**What you should do:**
Copy the lines of the data below word for word, starting with the line that contains "Locate the boy in" and continuing through the line that contains "x=526 y=377", and copy nothing else.

(Source data)
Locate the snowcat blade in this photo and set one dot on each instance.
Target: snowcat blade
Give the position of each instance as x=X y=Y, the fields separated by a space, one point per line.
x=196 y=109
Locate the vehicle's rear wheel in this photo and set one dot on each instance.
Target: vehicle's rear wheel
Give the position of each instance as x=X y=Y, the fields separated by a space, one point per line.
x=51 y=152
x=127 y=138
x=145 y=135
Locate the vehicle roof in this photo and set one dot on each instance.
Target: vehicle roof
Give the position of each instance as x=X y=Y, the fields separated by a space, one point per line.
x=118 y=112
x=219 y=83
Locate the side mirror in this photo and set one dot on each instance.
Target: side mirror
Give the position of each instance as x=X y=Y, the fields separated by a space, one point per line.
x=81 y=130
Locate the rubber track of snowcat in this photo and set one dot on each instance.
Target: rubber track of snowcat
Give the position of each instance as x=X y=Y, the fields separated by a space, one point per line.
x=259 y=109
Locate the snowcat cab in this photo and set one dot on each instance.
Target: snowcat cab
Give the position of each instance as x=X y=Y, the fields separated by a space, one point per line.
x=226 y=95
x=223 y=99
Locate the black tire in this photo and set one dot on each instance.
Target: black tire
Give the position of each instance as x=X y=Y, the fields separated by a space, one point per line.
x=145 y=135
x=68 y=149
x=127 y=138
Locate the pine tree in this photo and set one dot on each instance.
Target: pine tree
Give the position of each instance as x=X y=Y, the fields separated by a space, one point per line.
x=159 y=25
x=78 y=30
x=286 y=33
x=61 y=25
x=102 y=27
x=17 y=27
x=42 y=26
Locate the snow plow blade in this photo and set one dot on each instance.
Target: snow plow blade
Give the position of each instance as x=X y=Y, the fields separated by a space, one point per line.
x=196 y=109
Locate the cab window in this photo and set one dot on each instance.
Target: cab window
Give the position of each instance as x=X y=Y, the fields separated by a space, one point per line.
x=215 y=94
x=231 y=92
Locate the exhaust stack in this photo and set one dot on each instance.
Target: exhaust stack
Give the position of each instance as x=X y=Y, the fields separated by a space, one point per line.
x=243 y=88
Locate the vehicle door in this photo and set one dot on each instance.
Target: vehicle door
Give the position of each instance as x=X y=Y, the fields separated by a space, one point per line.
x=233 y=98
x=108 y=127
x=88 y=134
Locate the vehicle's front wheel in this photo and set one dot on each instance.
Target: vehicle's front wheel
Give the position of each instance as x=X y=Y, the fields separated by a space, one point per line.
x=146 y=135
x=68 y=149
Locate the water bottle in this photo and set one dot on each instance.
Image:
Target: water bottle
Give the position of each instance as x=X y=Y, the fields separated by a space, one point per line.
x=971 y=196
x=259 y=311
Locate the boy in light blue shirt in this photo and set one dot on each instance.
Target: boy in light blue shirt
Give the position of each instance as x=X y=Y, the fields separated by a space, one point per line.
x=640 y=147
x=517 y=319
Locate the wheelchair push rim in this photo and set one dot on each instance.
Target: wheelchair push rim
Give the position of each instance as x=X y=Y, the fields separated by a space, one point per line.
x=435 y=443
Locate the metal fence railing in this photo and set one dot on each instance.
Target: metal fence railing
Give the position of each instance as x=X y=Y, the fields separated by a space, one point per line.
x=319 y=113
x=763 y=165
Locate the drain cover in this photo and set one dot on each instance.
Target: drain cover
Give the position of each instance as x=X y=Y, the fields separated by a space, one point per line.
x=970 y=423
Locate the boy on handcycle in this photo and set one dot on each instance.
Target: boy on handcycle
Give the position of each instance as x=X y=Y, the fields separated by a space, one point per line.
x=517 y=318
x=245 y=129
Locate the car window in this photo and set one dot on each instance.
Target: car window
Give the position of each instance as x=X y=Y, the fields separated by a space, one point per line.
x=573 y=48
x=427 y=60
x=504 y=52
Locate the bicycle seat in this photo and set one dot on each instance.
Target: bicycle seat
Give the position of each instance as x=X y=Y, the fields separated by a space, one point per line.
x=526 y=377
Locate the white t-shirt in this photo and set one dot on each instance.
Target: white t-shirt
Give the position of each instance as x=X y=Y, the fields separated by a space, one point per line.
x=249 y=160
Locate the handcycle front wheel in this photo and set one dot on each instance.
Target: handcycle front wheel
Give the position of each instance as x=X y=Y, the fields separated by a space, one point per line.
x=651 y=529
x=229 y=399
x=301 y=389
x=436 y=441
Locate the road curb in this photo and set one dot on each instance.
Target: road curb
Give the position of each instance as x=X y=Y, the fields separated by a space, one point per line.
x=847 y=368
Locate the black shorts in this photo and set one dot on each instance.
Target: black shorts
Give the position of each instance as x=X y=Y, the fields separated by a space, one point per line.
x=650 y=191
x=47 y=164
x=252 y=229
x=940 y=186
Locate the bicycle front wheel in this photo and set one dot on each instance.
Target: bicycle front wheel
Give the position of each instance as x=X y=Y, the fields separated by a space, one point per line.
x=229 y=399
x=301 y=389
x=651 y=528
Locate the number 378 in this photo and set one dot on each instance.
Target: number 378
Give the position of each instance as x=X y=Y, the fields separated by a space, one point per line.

**Task answer:**
Locate the boy in light blue shirt in this photo and set one dot on each instance.
Target: boy in light blue shirt
Give the position of each instance as x=X y=Y, the fields separated by a space, one point per line.
x=640 y=147
x=517 y=319
Locate the wheelchair push rim in this photo and set one dot on each instance.
Target: wheelchair push rim
Give the position of each instance as x=X y=Y, the fields separated by a space, one point per line.
x=435 y=443
Locate the metal fence railing in this photo and set one dot on each instance.
Target: metal fence railing
Give the position of each instance as x=X y=Y, the fields separated by a space, one point per line.
x=319 y=113
x=763 y=165
Locate the drain cover in this photo and set one dot on each instance.
Target: drain cover
Give the position of each instance as x=X y=Y, the fields separated by a space, one point per line.
x=970 y=423
Locate the boy on handcycle in this photo and set one dot on each instance.
Target: boy on handcycle
Give the position of each instance as x=X y=Y, the fields separated by a space, one point per line.
x=517 y=318
x=245 y=129
Locate the car window in this photo and set one dot on each instance.
Target: car window
Give the position of each instance as x=X y=Y, the fields separated by a space, one point per line.
x=573 y=48
x=427 y=60
x=504 y=52
Locate the bicycle seat in this photo and set one dot on each instance.
Target: bicycle seat
Give the position of each instance as x=X y=Y, the fields separated by a space, one point per line.
x=526 y=377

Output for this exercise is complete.